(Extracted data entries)

-- Opening Marker --

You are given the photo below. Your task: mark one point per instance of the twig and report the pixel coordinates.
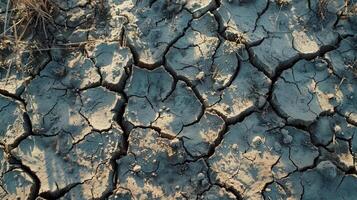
(7, 11)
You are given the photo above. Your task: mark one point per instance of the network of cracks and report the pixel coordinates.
(172, 99)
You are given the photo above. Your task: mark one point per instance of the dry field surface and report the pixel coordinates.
(178, 99)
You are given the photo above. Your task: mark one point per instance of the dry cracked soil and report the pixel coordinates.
(173, 99)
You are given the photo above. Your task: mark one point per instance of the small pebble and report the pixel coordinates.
(136, 168)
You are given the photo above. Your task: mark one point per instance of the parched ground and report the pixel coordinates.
(173, 99)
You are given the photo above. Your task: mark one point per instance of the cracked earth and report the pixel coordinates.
(172, 99)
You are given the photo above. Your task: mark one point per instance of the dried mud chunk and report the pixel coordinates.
(325, 177)
(285, 188)
(244, 94)
(161, 175)
(76, 72)
(60, 163)
(302, 151)
(155, 84)
(152, 28)
(338, 152)
(344, 64)
(53, 109)
(112, 61)
(100, 106)
(204, 59)
(270, 60)
(200, 7)
(246, 155)
(14, 182)
(201, 136)
(322, 131)
(12, 121)
(305, 30)
(241, 16)
(310, 87)
(216, 192)
(151, 91)
(181, 108)
(17, 66)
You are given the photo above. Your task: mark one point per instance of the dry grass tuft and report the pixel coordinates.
(21, 13)
(322, 8)
(22, 19)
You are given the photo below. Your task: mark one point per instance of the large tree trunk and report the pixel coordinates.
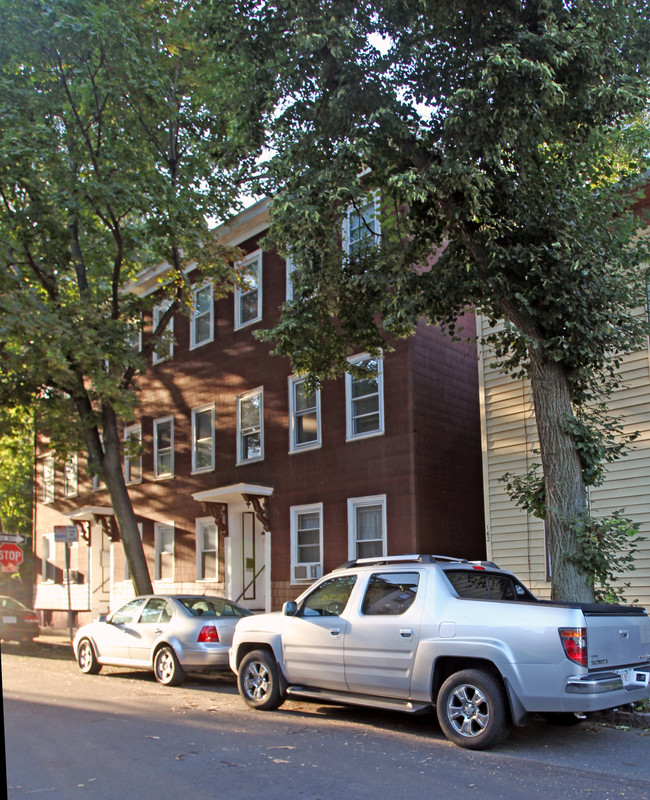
(563, 481)
(126, 519)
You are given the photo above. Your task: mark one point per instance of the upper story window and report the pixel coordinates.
(362, 228)
(71, 476)
(165, 348)
(202, 320)
(203, 438)
(291, 268)
(365, 397)
(48, 479)
(306, 542)
(132, 454)
(367, 527)
(250, 426)
(304, 416)
(164, 551)
(248, 299)
(163, 447)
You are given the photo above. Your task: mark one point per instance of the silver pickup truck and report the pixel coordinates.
(416, 632)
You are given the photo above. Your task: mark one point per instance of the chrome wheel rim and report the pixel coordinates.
(257, 681)
(165, 666)
(468, 710)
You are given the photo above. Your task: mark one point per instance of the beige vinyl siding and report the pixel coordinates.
(515, 540)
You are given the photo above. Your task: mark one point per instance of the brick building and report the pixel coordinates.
(249, 485)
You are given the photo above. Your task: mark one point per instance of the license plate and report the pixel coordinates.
(627, 675)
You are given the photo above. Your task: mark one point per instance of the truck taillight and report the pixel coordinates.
(208, 634)
(574, 642)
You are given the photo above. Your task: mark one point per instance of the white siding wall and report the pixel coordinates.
(515, 540)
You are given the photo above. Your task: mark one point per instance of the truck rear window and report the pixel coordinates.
(485, 586)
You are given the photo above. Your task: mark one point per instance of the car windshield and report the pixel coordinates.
(213, 607)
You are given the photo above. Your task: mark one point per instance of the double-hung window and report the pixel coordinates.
(367, 527)
(362, 228)
(203, 439)
(164, 348)
(133, 454)
(202, 321)
(306, 542)
(207, 540)
(304, 416)
(164, 551)
(71, 476)
(48, 479)
(364, 393)
(250, 426)
(248, 298)
(163, 447)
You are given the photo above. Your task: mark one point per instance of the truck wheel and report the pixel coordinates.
(258, 681)
(471, 708)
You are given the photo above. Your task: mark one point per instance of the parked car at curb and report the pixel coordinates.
(17, 622)
(420, 632)
(167, 634)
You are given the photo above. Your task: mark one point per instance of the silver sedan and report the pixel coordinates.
(169, 634)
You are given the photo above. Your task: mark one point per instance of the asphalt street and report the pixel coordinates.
(120, 734)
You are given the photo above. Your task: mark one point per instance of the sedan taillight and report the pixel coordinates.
(574, 642)
(208, 634)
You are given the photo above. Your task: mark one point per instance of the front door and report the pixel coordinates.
(382, 640)
(246, 556)
(313, 640)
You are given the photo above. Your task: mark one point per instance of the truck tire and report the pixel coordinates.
(472, 709)
(258, 681)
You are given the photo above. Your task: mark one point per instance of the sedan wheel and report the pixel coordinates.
(87, 659)
(472, 711)
(258, 681)
(167, 667)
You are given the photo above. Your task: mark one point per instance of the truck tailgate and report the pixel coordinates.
(617, 641)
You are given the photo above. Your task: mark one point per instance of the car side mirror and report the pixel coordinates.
(290, 608)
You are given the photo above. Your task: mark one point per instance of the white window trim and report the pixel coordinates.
(195, 411)
(160, 310)
(127, 575)
(255, 256)
(317, 567)
(49, 483)
(240, 460)
(371, 197)
(193, 343)
(290, 269)
(158, 552)
(360, 502)
(132, 430)
(199, 548)
(294, 446)
(156, 423)
(73, 459)
(349, 434)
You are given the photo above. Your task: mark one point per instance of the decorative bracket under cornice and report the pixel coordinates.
(84, 529)
(109, 526)
(259, 503)
(220, 513)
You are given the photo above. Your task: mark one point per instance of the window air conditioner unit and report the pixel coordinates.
(306, 572)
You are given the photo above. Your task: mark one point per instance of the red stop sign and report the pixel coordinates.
(10, 556)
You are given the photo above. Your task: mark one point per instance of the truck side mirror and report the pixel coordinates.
(290, 608)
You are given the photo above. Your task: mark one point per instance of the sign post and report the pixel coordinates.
(68, 534)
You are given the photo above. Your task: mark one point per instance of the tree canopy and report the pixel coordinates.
(118, 142)
(506, 141)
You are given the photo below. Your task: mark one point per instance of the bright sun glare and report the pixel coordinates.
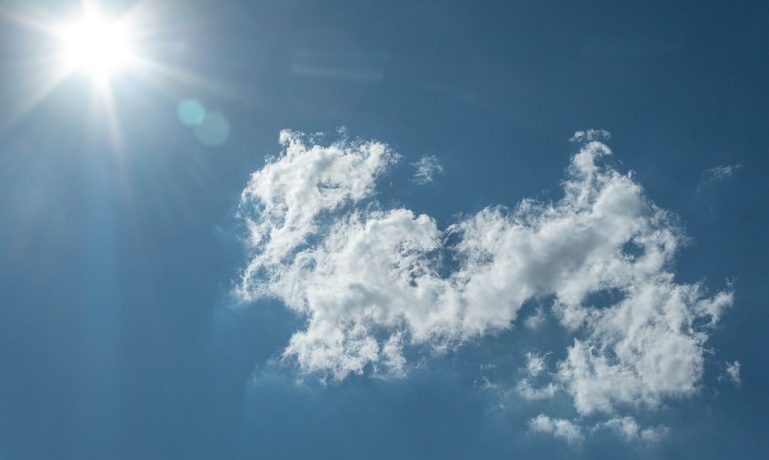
(97, 46)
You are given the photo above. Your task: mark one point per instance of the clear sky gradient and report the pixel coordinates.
(127, 331)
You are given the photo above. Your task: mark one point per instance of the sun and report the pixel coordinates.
(97, 46)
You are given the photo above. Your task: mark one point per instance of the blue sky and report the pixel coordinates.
(387, 230)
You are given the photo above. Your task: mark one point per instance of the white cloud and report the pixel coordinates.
(628, 429)
(560, 428)
(372, 282)
(590, 135)
(426, 169)
(733, 370)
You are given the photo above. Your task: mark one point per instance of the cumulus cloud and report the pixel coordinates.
(373, 282)
(720, 173)
(426, 169)
(560, 428)
(733, 371)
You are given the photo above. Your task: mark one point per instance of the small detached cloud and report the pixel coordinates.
(426, 169)
(560, 428)
(590, 135)
(720, 173)
(373, 282)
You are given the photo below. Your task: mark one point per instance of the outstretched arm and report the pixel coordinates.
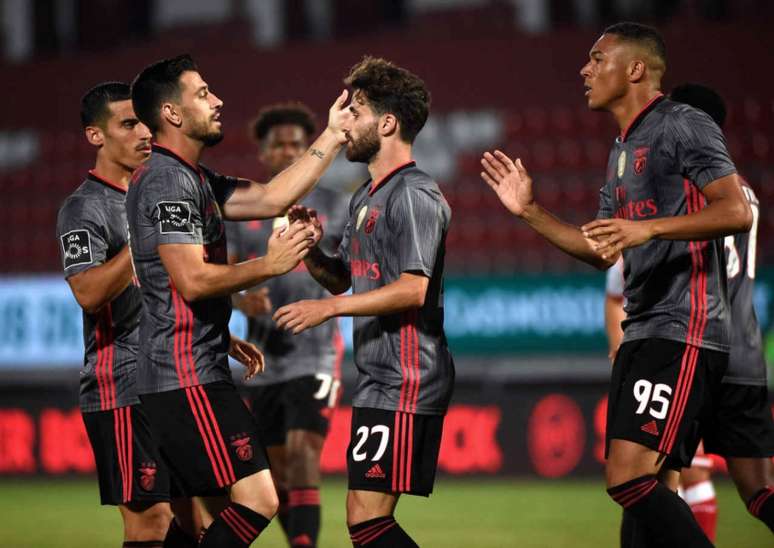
(253, 200)
(513, 186)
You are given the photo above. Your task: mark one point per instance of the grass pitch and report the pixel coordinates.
(484, 513)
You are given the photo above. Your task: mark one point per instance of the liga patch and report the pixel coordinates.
(76, 246)
(175, 218)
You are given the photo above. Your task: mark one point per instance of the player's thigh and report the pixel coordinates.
(659, 391)
(365, 505)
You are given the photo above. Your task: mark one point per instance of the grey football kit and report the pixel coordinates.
(207, 435)
(91, 229)
(405, 371)
(676, 335)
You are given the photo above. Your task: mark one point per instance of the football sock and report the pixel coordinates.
(381, 532)
(666, 516)
(303, 516)
(282, 513)
(236, 526)
(701, 498)
(761, 505)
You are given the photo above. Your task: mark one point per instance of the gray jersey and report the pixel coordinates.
(317, 350)
(746, 364)
(91, 227)
(399, 225)
(674, 289)
(171, 202)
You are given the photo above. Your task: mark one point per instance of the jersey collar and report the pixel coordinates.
(638, 119)
(92, 176)
(390, 175)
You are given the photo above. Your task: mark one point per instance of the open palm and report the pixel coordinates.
(509, 180)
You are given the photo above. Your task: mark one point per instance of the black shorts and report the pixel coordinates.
(741, 424)
(207, 437)
(393, 452)
(129, 468)
(305, 403)
(658, 391)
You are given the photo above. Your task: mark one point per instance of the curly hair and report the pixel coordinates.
(291, 113)
(392, 89)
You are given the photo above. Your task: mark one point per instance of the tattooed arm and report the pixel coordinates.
(252, 200)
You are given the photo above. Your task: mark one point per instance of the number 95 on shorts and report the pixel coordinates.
(393, 452)
(659, 390)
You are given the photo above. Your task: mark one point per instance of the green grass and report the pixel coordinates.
(461, 513)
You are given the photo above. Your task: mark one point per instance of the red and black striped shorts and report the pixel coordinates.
(129, 468)
(393, 451)
(660, 392)
(207, 437)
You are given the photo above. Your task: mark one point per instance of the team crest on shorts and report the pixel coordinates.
(148, 475)
(242, 446)
(640, 159)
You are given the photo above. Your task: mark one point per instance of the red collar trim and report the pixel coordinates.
(389, 176)
(94, 177)
(640, 115)
(169, 152)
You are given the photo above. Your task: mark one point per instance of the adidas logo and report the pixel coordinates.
(650, 428)
(375, 472)
(302, 540)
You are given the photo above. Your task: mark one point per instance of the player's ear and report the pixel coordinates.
(636, 70)
(94, 135)
(171, 113)
(388, 124)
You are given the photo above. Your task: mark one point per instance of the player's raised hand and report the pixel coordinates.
(297, 317)
(509, 180)
(611, 236)
(309, 217)
(338, 114)
(287, 246)
(248, 355)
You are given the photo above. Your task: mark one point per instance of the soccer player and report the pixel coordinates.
(743, 431)
(392, 257)
(91, 227)
(293, 399)
(175, 209)
(671, 193)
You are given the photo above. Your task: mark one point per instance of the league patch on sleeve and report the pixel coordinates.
(175, 218)
(76, 246)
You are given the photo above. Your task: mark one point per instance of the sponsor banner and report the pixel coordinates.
(40, 322)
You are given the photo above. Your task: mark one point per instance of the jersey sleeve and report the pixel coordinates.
(697, 146)
(417, 219)
(223, 186)
(605, 203)
(81, 230)
(174, 203)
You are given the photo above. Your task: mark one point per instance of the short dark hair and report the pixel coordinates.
(701, 97)
(643, 35)
(94, 103)
(156, 84)
(392, 89)
(291, 113)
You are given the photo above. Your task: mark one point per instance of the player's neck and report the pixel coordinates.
(112, 172)
(391, 156)
(631, 105)
(186, 148)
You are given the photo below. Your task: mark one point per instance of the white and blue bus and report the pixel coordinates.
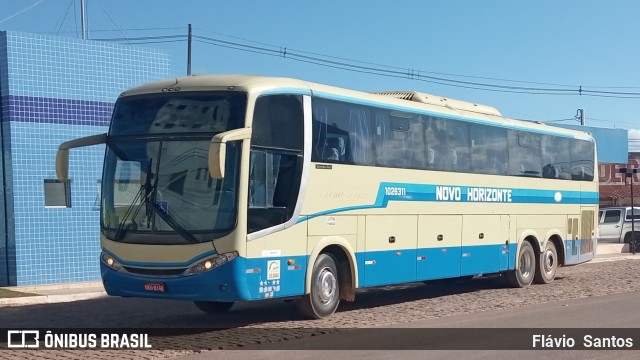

-- Closing Marker --

» **Exercise aim**
Return exactly the lines from the one containing "player and report the pixel coordinates." through the end of the records, leaving out every picture.

» **Solution for this problem**
You are given the photo above. Your task: mark one point per instance of the soccer player and report the pixel coordinates.
(743, 431)
(392, 257)
(91, 227)
(293, 399)
(175, 209)
(671, 193)
You are given the photo above. Your task: mark one point per instance of the league patch on sleeve and report the pixel coordinates.
(175, 218)
(76, 246)
You are given the photo above. Your task: mark one point per instance of the sponsor banner and report the pixel coordinates.
(40, 322)
You are given the photo above. Your task: mark one point per instance of the jersey sleeve and report the pixel coordinates.
(697, 146)
(417, 219)
(223, 186)
(605, 203)
(81, 230)
(174, 203)
You are given the photo above. Your task: mark one point per instance of the short dark hair and report the pixel coordinates.
(701, 97)
(643, 35)
(94, 103)
(156, 84)
(392, 89)
(291, 113)
You are given the photo above. Your task: mark one point per instance of the player's neck and report the pixel coordinates.
(112, 172)
(391, 156)
(631, 105)
(186, 148)
You are given the photo below. Your task: mark one point per instance of the white and blue bus and report the pixel coordinates.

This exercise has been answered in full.